Showing posts with label teenagers: the species. Show all posts
Showing posts with label teenagers: the species. Show all posts

06 April 2011

What is beautiful?

Today I asked a class of seniors to list what they think is beautiful. Here it is in no particular order (the extra info in parentheses is directly from them)...

Mom (doesn't matter what she's wearing), the last hug, the naked body (in it's purest form; how you were born), music, snow, love & marriage, spring, flowers, silhouettes, sky, skiing, sunrise, city, meeting someone, Honduras, laughter, family time, Little Compton, 40 Beaver Pond Rd., Grace Kelly, green grass, happiness, the sun, painted toenails, eyes, clouds, lights, foliage, dessert, friendship, smell of wood burning in the fireplace, chic clothing store, classical music, old European cities, modern buildings, my room, Caribbean, Augusta National, good story, shell fish, trees, new baby's smile, sunset, funfetti cake, mountains, autumn, insects, beach, forest, night, my grandmother's hands, the top of a mountain, sunny morning after snowfall, candle light service on Christmas Eve, Vermont, waves, camp fire, rings, feeling loved, watching your parents joke around.

I was a little surprised and very encouraged by the depth of some of their responses. Music and love were listed the most often (what else is there after all?) and, in spite of the toughest, longest winter in their short lives, quite a few students listed snow. I remain hopeful about the future of the human race.

14 March 2011

Thinking about time.


I have recently fallen back in love with the old-fashioned paper calendar for my students. It all started last term when I realized not enough teachers seemed to be talking to the 9th graders about how there were only three weeks left until their first final exams as high schoolers. We do so many things online here at my school, including calendaring, and I think that is a great way to stay organized and on top of things...for me. For some teenagers, though...I think they need to see it in front of them and be reminded of it everyday. I'm not big on deadlines. I rarely give deadlines for the projects we do. I let them work at their own pace, but that does not mean not being aware of time at all. There is an end at some point. The end of the term arrives. So I made some paper calendars (last term on the left, this term on the right) and I pointed to the date at the beginning of class and then made a big deal of crossing the day off at the end of class. It seems to be helping already this term, especially for my seniors who are preparing for their show at the end of the year. The end of the year sounds like a long way away, but if you check the paper calendar, it's, like, tomorrow.

10 March 2011

The Sartorialist as a model for looking at the world.

I'm constantly posting videos on my class site that I think will inspire my students. They love the youtube and I think video is a good way to get to them, to show them stuff on the side that I think will effect how they see the world. I love this one, in particular, because many of the girls I teach read The Sartorialist blog often (so do I), so he has some pull with them already. I also love anything that allows my students to see people talking about how they came to be creative beings and especially videos that show creative people in the act of seeing the world and creating their work. How DID we teach art before Art 21?

18 February 2011

14 year old heartbreak.

Entries pointing to named objects:
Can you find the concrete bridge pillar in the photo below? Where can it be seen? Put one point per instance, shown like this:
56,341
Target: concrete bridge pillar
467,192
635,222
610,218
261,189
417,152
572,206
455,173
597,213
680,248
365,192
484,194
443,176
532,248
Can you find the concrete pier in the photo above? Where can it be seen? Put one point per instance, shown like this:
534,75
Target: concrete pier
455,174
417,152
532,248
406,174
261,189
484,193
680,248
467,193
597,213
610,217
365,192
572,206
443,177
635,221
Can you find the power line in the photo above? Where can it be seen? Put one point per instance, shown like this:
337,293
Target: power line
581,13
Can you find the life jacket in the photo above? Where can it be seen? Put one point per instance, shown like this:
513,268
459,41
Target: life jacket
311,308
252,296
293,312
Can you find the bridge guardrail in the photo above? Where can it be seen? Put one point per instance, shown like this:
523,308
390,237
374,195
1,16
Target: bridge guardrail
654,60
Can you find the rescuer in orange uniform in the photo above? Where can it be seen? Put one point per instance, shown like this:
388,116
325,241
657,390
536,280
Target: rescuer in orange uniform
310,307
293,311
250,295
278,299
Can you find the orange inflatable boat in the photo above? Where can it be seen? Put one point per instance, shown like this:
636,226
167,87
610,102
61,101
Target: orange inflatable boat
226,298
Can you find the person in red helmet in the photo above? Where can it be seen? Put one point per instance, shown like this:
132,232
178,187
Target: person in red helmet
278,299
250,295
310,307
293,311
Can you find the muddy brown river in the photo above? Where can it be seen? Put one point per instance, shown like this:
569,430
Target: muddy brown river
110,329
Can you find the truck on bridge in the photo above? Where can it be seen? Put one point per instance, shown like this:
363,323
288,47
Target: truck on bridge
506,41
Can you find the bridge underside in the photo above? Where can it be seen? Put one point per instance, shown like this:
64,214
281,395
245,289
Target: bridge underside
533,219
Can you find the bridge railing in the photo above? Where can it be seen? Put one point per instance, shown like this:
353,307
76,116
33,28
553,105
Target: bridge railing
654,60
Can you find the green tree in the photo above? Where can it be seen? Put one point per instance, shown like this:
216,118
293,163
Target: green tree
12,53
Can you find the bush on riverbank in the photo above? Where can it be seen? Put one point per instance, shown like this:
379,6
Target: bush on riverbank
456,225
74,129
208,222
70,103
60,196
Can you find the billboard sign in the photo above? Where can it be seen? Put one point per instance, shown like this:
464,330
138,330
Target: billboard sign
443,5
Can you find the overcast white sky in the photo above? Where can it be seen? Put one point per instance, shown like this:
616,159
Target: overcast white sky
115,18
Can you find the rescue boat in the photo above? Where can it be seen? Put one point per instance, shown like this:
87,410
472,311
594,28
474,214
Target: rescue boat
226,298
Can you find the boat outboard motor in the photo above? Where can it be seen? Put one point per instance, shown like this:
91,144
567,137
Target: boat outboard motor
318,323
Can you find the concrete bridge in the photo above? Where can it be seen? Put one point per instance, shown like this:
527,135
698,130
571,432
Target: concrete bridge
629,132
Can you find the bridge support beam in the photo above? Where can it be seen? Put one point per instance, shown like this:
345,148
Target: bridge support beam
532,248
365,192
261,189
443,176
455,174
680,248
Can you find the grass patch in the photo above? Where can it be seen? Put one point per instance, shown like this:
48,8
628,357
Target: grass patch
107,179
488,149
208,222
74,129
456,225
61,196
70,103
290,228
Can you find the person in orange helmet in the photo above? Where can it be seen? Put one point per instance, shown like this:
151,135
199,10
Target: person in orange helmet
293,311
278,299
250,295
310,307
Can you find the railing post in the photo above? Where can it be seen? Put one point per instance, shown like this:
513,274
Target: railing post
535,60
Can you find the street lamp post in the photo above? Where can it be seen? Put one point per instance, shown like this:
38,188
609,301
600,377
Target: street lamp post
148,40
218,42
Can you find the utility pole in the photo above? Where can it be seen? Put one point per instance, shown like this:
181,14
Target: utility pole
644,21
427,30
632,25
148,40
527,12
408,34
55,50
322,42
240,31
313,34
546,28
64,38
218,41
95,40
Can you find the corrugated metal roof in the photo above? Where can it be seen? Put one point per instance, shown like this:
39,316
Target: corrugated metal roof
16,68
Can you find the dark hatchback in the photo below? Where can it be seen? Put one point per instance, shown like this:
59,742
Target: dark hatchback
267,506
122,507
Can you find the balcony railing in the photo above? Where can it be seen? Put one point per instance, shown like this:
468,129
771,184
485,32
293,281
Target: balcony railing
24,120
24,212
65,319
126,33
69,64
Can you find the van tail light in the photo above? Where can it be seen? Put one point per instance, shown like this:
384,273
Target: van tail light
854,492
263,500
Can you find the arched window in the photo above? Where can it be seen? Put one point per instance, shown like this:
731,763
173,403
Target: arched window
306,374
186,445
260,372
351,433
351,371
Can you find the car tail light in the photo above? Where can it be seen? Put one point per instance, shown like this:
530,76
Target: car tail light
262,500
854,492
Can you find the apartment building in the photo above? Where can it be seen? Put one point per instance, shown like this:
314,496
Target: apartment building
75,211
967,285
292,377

* **Stated task**: From the blog posts above, copy word for word the part that opens with the words containing "What is beautiful?" and closes with "directly from them)...".

* **Problem solution**:
What is beautiful?

Today I asked a class of seniors to list what they think is beautiful. Here it is in no particular order (the extra info in parentheses is directly from them)...